GIVEN DATA section start

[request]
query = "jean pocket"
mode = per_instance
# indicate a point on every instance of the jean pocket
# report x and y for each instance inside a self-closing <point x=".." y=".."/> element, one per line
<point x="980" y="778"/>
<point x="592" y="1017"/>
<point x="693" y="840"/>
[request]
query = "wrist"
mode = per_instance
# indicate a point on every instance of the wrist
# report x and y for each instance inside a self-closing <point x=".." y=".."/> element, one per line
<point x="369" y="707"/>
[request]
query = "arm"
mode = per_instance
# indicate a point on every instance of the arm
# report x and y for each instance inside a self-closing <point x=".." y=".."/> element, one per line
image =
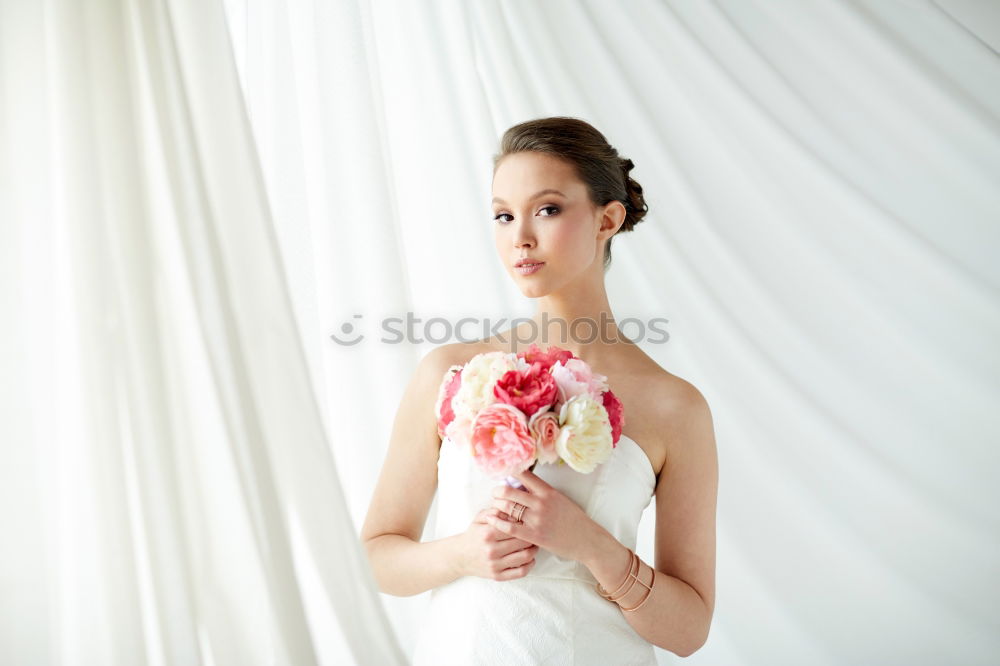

GIVEN DATA section end

*WHAT TO DO*. From the records above, return each line that includes "pocket".

*REPLY TO THE EXERCISE*.
query = "jean pocket"
# indicate a point on every instance of the jean pocket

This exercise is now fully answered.